-- Begin --

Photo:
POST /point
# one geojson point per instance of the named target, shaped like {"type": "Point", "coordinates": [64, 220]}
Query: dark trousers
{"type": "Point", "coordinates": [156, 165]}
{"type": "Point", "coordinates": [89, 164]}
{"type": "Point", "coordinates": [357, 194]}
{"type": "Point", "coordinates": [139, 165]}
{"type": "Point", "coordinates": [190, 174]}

-- End --

- Instruction
Reproduce all the rows above line for line, with nothing altered.

- Answer to this exercise
Photo:
POST /point
# one geojson point per instance of the named target, shaped like {"type": "Point", "coordinates": [64, 220]}
Query: dark trousers
{"type": "Point", "coordinates": [156, 165]}
{"type": "Point", "coordinates": [89, 164]}
{"type": "Point", "coordinates": [357, 194]}
{"type": "Point", "coordinates": [139, 165]}
{"type": "Point", "coordinates": [190, 174]}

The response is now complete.